**Requirement:** Can you transcribe every record below exactly as it appears?

○ ○ ○ ○ ○

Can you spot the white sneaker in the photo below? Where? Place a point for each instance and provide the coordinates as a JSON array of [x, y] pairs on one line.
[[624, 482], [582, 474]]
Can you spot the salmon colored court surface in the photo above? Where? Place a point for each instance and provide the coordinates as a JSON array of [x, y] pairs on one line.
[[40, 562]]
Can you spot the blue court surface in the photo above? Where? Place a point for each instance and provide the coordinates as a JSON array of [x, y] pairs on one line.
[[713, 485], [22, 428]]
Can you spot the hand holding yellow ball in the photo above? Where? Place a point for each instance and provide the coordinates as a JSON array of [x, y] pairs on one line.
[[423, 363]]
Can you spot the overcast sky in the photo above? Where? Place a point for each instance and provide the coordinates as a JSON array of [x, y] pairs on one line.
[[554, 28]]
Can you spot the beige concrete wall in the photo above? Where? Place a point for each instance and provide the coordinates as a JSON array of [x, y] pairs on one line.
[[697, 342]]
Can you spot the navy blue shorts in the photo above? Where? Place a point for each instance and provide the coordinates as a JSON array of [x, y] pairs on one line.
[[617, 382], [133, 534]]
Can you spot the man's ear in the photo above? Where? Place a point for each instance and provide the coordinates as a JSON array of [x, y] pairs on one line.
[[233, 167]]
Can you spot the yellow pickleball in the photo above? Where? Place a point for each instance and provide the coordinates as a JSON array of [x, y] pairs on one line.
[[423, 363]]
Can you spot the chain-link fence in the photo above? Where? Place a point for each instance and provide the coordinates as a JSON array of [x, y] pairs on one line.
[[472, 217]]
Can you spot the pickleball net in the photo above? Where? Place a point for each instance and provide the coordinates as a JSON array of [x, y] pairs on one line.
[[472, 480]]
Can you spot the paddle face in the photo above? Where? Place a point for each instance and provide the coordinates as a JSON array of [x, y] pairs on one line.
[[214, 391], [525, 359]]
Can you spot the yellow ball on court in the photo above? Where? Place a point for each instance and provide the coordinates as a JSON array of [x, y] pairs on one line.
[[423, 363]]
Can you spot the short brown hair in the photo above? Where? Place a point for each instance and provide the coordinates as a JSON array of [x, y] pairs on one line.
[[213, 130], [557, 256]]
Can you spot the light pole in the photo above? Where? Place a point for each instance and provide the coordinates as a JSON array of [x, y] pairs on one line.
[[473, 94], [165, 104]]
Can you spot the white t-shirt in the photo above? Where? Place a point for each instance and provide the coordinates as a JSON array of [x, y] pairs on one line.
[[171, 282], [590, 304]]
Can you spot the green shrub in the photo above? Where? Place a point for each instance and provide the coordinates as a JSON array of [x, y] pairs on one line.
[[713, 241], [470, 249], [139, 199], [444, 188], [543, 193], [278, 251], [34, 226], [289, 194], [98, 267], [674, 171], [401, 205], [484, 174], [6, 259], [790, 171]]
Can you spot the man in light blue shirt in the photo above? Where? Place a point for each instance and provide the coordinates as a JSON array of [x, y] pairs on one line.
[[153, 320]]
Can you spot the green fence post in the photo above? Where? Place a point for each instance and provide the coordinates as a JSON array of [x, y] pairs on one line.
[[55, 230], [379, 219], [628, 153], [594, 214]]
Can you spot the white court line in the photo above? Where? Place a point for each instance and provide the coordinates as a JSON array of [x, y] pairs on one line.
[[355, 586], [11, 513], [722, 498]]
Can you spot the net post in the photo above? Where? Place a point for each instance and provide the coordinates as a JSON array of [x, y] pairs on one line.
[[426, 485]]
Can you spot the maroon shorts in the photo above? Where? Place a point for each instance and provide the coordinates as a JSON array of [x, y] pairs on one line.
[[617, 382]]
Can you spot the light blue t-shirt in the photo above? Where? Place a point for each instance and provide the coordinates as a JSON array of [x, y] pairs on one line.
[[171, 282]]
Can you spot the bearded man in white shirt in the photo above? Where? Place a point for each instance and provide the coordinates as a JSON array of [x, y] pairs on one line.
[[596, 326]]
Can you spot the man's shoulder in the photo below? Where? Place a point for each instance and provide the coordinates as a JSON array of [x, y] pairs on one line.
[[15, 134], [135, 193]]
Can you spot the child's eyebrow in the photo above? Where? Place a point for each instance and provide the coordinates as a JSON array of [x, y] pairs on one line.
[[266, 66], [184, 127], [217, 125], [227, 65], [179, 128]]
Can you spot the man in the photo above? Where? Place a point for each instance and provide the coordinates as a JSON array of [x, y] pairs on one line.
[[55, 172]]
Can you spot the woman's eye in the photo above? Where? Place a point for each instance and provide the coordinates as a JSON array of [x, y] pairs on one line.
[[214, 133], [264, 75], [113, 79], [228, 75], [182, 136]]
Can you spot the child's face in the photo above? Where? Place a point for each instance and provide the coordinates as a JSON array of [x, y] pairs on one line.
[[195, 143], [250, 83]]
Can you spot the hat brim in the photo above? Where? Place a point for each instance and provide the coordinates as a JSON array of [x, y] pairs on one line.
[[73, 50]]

○ ○ ○ ○ ○

**Answer for this exercise:**
Can you spot the white sneaker in the photo below? Where? Place a point for each instance and provide the coordinates as a JSON array of [x, y] pairs on one line.
[[624, 482], [582, 474]]
Can you spot the salmon colored court surface in the photo above? Where? Place a point for each instance and provide the coordinates as a JSON array of [x, y] pairs on one line.
[[40, 562]]
Can you spot the blue court surface in the photo above? Where? Place a point for each instance and provide the coordinates as a JSON array of [x, y] pairs on one line.
[[713, 485], [22, 428]]
Can you spot the hand holding yellow ball in the photo above? Where? Place a point for each instance and provide the coordinates as a JSON array of [x, y] pairs on one line.
[[423, 363]]
Can you spot the overcast sky in the photo above? Where? Place a point for each instance and provide the coordinates as a JSON array of [x, y] pairs on one line.
[[554, 28]]
Can you spot the beige concrete wall in the photo above? Where? Place a point for each instance and provide the coordinates as a JSON array of [x, y] pairs on one line.
[[697, 342]]
Can you spot the navy blue shorts in the photo above? Where? Place a point for each instance and provide the coordinates as a JSON array of [x, y] pairs on one line.
[[617, 382], [133, 534]]
Can you spot the man's ear in the photo above? Where? Place a point for each instance and provide the coordinates as a JSON array of [x, y] pairs on one line.
[[233, 167]]
Can you spot the yellow pickleball in the photo above? Where? Place a point for each instance and provide the coordinates as a JSON array of [x, y] pairs on one line.
[[423, 363]]
Can you spot the chain-link fence in the photo above? Where? Place a point for each instance and provide the coordinates as a JSON array of [x, y] pairs on one line.
[[472, 217]]
Can you spot the pickleball net in the photo above? Where? Place a point for each instance and provide the coordinates as a JSON array of [x, y] pairs on one line.
[[472, 480]]
Can you spot the paddle face in the photo above? Where? Place a point for each instance and provide the coordinates as a JSON array of [x, y] pairs on one line.
[[214, 391], [525, 359]]
Can you spot the yellow ball on court in the photo above? Where? Place a point for each instance and provide the coordinates as a JSON array of [x, y] pairs on one line.
[[423, 363]]
Can you spot the short brown hair in the photo above? Where? Place a point for each instance and provide the coordinates as a JSON array of [x, y] pairs on one line.
[[213, 130], [557, 256]]
Can you spot the light pole in the photo above? Where? Place a point for each instance and provide the coordinates as a JSON array of [x, y] pairs on one line.
[[473, 94], [165, 104]]
Can you spot the white t-shirt in the photo above? Where? Place a point for each instance and provide the coordinates as a JSON array of [x, y] pairs on one line.
[[171, 282], [590, 304]]
Can you spot the green shrub in the photo above? Where? Place a point for each instance and provide the coordinates as a JSON array of [x, y] pairs on one line.
[[713, 241], [470, 249], [139, 199], [444, 188], [543, 193], [278, 251], [34, 226], [289, 194], [98, 267], [674, 171], [401, 205], [484, 174], [6, 259], [790, 171]]
Can you spot the man in light blue shirt in the photo above? Where? Place a point for each instance and provide the coordinates as a JSON array of [x, y] pairs on one line.
[[153, 320]]
Can you spot the green fence post in the photo above? Where? Place a point for each instance and provide the coordinates as a JSON array of [x, y] pairs on one line.
[[55, 230], [379, 219], [628, 153], [594, 214]]
Can you spot the white court line in the photo above? Where? Place a point for each instance and provide the coordinates as a JSON array of [x, y] pairs on one line.
[[355, 586], [11, 513], [722, 498]]
Can you spot the net post in the photo above? Where? Place a point for each instance and provide the coordinates as a JSON array of [x, y] pairs on one line.
[[426, 485]]
Can you spot the maroon shorts in the photo above? Where? Place a point for each instance and provide the coordinates as a JSON array of [x, y] pairs on one line.
[[617, 382]]
Can you spot the light blue t-shirt in the photo above? Where? Place a point for each instance and provide the coordinates as a JSON array of [x, y] pairs on one line.
[[171, 282]]
Can you spot the bearded man in white shirt in the photo above? Where? Place a point for each instance and provide the coordinates as a JSON array of [x, y] pairs on one line.
[[596, 326]]
Can you spot the man's shoulder in the photo below? Where? Place a point for each instance and provide the coordinates as a JSON array of [x, y] pairs on one line.
[[15, 134], [135, 193]]
Can you spot the child's eyebrow in the photo above? Where? Place a point for each instance and provide the coordinates as a JSON array of [x, y] pairs on one line.
[[266, 66], [184, 127], [217, 125], [227, 65], [179, 128]]
Can you spot the man in the photo above? Where? Place a point for each instance and provide the coordinates as a JSON array of [x, y] pairs on one line.
[[55, 172]]
Can you spot the woman's eye in the photo above? Where? Place a point for each instance and provide the coordinates as a JSON array of [x, y] pairs on one line.
[[214, 133], [264, 75], [113, 79], [228, 75], [182, 136]]
Can you spot the child's face in the photo above? Where? Place a point for each instance and provide the coordinates as a JSON array of [x, y] pairs on one line.
[[195, 143], [250, 83]]
Can you spot the hat brim in the photo above? Where? Place a point for each instance and provide the coordinates as a JSON array of [x, y] pairs on one line.
[[73, 50]]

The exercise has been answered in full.